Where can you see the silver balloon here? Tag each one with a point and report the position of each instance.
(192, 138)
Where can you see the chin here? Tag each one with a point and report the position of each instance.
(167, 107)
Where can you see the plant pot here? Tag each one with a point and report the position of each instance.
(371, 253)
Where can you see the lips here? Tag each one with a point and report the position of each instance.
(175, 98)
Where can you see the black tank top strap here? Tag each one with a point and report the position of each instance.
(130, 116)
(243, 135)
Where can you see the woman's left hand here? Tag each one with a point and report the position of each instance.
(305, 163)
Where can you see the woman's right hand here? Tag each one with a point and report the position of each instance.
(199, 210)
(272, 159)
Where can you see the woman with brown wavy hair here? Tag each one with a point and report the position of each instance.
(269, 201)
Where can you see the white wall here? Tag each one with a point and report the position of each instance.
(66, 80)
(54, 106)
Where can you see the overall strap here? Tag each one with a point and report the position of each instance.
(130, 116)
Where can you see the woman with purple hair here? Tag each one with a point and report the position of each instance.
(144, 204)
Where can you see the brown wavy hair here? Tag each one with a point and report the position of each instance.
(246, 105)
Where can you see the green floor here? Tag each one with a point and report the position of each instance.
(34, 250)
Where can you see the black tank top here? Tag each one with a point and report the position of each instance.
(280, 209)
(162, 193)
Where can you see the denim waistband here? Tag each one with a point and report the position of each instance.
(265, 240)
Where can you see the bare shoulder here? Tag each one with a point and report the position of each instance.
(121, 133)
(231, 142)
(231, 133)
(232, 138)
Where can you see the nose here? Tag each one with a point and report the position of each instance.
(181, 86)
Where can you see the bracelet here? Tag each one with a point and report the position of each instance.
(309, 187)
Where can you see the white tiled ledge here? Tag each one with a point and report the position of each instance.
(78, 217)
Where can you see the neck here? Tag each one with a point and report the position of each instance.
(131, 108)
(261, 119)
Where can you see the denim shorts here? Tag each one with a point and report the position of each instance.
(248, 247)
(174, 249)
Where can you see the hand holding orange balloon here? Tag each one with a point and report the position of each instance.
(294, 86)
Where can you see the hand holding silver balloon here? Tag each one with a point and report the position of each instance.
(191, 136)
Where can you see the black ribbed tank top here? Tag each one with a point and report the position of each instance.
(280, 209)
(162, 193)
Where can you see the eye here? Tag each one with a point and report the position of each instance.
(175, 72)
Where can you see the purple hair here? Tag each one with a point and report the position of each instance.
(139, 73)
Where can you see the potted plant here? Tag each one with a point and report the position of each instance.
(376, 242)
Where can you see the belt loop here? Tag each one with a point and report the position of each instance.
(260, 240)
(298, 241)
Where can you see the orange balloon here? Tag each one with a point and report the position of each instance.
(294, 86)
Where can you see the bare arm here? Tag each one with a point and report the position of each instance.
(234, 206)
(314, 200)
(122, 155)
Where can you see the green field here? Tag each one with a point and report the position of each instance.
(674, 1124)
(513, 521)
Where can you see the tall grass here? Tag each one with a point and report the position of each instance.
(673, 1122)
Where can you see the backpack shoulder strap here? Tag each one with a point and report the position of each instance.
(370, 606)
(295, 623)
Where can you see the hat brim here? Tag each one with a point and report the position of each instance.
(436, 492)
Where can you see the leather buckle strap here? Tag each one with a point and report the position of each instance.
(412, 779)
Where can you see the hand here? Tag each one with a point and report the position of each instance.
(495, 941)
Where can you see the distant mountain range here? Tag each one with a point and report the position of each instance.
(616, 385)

Work required — Retype the part of the listing above from the line that contains "Where can you see the orange" through the final line of the listing, keeping every line unchanged.

Expected answer —
Where can you see the orange balloon here? Tag each one with a point and report the position of each instance.
(294, 86)
Where can you see the bare arm here? Tag each one with a point and report the position of each instance.
(234, 206)
(314, 200)
(122, 155)
Where can you see the green field here? Tag each one with a point and report the position of each instance.
(674, 1124)
(513, 521)
Where can you see the tall grass here? Tag each one with a point and report the position of each instance.
(673, 1122)
Where can you see the backpack shoulder strap here? Tag each one with a point and report the position of each instance.
(370, 606)
(295, 623)
Where can you see the hat brim here? Tag each one with a point and report the position of each instance.
(436, 492)
Where can you see the leather buckle strap here? Tag each one with a point and report the position of each instance.
(412, 779)
Where can you see the hand here? Tag each one with a point and report the position of each instance.
(495, 941)
Where can you see the distant mountain range here? Tag each one with a point and report the position of each instance.
(616, 385)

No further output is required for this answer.